## begin Quoted text

Bridging the gap for effective asset transparency: Analysing land registers and beneficial ownership data for legal vehicles
Registers of beneficial ownership of land
Scottish Register of Persons Holding a Controlled Interest in Land
The RCI, introduced in 2022 and maintained by Registers of Scotland (RoS), shows who controls the decisions of owners or tenants of land and property in Scotland, particularly where this information is not available in Scotland’s land registers. [27] The register requires recorded persons – legal owners or registered tenants – to disclose additional parties with a relevant controlling interest (referred to as associates). The register is freely searchable online, and provides structured records linking land to both those legally responsible for it and any declared controllers. [28] Its stated objective is to “improve transparency about those who ultimately make decisions about the management or use of land, even if they are not necessarily registered as the owner”. [29]
The RCI operates alongside two long-standing land registration systems, also maintained by RoS: the Land Register of Scotland, which records the legal proprietor of each title, and the General Register of Sasines, a deeds-based system still covering residual property titles. [30] While legally authoritative, ownership information in the Land Register is accessible only through paid, title-by-title searches, and no public bulk or machine-readable ownership dataset is available.

## end Quoted text

- Do this -
Summarize the passage above on Scotland's land ownership registers in two sentences.

## begin Dataset records

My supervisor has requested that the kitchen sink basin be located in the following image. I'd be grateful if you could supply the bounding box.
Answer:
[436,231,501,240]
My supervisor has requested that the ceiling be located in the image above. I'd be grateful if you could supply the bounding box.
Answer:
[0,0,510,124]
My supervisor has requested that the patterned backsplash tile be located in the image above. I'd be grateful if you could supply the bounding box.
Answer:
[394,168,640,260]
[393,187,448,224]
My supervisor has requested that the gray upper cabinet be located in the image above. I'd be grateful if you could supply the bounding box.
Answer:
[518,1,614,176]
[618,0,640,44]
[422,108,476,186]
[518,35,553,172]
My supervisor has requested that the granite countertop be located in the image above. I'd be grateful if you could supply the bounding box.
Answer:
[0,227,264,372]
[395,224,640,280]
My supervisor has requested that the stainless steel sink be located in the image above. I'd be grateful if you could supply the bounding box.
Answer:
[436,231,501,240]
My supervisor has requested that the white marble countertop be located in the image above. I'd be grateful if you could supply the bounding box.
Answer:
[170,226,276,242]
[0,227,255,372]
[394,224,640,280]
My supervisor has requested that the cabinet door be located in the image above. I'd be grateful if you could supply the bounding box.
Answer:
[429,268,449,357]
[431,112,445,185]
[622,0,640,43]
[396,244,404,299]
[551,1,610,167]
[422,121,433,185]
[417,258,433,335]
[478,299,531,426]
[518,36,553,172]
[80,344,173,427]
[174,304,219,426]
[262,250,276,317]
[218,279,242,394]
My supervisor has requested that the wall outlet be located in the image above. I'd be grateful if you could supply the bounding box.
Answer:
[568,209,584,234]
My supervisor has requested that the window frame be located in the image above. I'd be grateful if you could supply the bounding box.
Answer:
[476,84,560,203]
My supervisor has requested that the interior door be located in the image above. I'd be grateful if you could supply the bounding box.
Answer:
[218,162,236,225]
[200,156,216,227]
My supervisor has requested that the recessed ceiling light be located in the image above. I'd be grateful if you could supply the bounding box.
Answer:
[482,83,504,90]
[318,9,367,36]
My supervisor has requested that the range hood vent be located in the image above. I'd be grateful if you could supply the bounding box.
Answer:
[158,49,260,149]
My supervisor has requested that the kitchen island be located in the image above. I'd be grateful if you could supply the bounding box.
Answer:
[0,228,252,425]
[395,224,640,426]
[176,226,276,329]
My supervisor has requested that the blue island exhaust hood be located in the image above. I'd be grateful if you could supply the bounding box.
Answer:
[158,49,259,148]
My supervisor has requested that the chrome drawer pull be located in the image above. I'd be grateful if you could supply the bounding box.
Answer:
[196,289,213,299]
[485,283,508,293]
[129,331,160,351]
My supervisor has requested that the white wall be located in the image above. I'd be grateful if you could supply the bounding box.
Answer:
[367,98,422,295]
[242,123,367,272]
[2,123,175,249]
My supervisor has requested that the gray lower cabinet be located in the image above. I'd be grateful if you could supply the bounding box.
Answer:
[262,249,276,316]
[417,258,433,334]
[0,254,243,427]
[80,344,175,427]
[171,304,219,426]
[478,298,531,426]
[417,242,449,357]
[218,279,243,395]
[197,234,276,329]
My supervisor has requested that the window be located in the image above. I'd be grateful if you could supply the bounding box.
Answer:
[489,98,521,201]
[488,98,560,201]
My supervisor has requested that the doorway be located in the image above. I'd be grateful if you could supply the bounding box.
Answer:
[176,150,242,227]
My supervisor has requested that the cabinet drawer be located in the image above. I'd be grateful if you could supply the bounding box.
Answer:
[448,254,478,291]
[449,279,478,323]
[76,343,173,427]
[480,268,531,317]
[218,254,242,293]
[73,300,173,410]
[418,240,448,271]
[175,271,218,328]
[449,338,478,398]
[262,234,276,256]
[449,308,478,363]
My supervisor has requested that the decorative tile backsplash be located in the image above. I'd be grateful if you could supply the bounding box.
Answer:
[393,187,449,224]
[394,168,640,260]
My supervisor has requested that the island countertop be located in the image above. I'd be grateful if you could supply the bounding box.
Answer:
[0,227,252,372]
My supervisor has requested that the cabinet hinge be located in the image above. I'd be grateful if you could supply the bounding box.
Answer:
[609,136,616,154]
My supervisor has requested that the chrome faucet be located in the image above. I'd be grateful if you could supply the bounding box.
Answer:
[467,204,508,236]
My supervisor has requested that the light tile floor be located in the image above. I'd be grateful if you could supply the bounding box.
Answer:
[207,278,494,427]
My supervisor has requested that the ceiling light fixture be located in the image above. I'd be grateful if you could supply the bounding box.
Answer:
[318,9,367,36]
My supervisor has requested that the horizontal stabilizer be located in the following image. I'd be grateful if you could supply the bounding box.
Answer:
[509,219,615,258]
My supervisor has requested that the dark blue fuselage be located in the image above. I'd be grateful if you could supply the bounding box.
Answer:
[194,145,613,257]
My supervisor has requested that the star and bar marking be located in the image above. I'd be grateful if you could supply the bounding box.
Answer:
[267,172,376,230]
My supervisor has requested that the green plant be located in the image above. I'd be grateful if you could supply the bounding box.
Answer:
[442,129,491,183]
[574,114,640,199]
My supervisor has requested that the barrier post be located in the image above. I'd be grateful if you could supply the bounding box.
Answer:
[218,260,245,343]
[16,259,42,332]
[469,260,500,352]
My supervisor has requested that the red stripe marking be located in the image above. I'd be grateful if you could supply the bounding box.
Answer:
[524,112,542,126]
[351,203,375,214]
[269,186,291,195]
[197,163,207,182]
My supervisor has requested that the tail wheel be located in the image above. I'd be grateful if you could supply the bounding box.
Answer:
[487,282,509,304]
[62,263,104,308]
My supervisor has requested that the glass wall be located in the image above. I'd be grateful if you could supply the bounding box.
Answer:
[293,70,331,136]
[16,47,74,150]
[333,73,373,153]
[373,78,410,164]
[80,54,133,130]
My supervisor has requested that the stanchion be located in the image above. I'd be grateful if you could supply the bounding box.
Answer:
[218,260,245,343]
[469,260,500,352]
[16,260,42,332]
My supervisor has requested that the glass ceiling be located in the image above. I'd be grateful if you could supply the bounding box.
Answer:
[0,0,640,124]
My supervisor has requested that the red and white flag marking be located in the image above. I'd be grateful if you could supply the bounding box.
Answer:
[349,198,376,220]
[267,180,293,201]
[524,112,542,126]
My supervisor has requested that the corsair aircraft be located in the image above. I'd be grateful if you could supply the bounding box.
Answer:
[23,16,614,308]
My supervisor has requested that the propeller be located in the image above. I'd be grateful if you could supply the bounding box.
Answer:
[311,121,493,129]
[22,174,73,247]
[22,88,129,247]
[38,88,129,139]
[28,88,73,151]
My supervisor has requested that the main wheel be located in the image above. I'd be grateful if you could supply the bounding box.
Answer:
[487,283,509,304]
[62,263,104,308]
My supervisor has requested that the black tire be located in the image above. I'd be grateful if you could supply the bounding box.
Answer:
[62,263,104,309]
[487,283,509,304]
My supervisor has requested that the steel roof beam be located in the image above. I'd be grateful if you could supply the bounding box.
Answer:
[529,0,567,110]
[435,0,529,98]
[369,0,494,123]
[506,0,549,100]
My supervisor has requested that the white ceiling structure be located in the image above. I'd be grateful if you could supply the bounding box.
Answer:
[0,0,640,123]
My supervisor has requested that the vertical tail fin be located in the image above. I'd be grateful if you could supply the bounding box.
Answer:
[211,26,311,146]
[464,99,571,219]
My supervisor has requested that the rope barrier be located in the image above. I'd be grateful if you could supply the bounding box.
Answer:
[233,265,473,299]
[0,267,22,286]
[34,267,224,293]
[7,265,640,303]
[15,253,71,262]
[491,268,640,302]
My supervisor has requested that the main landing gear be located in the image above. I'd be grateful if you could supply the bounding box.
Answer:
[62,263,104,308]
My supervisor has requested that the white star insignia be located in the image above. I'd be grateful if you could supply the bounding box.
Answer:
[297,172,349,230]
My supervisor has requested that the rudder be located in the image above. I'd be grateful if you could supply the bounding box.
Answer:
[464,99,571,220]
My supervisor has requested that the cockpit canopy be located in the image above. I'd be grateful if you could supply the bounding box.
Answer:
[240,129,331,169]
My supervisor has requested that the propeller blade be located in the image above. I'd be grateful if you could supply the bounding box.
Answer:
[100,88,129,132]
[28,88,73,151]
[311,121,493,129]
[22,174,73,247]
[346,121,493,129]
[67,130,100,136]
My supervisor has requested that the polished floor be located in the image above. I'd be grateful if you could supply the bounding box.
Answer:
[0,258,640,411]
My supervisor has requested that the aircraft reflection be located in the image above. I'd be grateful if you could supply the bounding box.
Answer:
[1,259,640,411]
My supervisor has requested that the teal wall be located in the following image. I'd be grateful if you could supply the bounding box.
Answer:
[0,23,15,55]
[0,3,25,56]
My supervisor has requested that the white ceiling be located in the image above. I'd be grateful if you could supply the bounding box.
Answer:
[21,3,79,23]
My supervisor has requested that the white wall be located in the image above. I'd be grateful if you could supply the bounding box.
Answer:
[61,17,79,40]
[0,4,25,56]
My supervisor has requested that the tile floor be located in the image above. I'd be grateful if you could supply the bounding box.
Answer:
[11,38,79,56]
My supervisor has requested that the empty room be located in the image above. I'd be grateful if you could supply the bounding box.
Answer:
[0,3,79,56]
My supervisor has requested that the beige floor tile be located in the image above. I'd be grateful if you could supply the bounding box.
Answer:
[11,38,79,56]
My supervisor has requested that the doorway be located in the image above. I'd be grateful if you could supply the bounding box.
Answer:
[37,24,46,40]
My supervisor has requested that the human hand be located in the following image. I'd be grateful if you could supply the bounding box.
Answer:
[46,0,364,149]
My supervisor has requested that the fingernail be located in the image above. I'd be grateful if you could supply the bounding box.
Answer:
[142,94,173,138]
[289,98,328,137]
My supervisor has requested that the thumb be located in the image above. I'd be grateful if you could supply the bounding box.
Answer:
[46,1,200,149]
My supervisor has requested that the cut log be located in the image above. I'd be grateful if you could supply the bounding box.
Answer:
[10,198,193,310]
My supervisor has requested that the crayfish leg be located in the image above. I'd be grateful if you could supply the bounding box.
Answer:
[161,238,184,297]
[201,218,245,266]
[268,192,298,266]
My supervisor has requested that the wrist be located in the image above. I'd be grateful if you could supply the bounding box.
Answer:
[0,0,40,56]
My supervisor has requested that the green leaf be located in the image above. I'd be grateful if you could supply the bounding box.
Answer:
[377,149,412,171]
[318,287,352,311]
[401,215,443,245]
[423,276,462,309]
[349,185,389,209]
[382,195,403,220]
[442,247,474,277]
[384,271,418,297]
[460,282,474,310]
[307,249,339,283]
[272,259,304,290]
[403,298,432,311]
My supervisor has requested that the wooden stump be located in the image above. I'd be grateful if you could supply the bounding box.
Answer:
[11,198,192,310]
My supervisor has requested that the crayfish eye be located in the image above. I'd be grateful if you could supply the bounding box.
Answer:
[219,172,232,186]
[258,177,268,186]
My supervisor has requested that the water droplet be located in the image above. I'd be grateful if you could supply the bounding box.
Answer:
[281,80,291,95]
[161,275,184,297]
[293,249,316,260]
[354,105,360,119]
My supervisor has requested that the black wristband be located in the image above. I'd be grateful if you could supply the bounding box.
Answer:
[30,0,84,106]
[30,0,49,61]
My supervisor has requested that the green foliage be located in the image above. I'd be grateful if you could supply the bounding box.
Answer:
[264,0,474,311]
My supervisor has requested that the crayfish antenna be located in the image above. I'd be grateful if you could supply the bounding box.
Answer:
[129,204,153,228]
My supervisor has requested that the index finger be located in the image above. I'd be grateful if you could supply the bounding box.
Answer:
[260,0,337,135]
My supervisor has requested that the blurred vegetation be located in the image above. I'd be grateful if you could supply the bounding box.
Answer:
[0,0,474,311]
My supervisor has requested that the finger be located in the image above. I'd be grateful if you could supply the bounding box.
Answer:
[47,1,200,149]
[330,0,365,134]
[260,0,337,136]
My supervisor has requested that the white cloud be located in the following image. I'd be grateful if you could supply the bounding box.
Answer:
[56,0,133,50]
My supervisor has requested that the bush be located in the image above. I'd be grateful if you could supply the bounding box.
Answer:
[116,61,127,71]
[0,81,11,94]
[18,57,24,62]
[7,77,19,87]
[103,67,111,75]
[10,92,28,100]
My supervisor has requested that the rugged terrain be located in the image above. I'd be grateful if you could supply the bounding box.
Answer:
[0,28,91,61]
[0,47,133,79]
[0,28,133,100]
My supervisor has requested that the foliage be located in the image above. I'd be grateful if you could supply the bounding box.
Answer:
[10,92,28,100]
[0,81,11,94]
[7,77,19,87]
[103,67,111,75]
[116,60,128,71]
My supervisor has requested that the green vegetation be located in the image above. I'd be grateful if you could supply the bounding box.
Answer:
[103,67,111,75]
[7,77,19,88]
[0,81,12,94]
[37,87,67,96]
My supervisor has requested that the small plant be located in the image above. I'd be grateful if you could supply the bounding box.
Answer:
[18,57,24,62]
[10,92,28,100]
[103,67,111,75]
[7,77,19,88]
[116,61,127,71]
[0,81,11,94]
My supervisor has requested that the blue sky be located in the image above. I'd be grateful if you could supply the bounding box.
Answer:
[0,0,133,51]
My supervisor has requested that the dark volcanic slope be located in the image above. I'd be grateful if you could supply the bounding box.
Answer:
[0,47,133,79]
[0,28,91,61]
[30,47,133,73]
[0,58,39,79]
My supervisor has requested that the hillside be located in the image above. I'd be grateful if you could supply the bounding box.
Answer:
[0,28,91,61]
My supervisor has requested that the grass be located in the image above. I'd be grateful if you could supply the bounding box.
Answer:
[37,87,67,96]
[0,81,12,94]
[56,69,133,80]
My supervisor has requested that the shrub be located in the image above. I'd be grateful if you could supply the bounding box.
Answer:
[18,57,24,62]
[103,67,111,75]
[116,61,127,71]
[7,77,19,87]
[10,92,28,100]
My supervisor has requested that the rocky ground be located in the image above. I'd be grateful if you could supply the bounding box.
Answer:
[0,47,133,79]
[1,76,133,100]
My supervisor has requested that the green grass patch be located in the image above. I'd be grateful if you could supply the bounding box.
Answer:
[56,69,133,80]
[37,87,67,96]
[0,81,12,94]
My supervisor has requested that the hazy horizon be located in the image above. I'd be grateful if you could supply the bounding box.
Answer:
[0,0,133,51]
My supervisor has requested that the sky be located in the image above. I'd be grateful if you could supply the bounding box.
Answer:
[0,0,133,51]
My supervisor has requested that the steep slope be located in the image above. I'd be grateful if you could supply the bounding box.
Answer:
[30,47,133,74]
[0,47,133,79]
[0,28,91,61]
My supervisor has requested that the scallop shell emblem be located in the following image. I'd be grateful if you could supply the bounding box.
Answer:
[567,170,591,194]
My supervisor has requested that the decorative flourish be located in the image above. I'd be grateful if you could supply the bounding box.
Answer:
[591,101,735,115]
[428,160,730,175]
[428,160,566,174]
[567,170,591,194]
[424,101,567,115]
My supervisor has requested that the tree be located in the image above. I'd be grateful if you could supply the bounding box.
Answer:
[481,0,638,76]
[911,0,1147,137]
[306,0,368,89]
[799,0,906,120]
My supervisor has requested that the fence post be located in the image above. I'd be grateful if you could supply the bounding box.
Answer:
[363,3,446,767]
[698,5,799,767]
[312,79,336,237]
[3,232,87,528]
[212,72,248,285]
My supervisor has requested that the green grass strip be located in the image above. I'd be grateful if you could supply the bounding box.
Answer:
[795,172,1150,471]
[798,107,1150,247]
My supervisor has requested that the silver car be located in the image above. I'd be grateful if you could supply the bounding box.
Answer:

## end Dataset records

- The completed task -
The Register of Persons Holding a Controlled Interest in Land, introduced in 2022 and maintained by Registers of Scotland, requires legal owners or registered tenants to disclose associates who control decisions about land. It is freely searchable online and sits alongside the Land Register of Scotland and the General Register of Sasines, but Land Register ownership information is available only through paid title-by-title searches, with no public bulk or machine-readable dataset.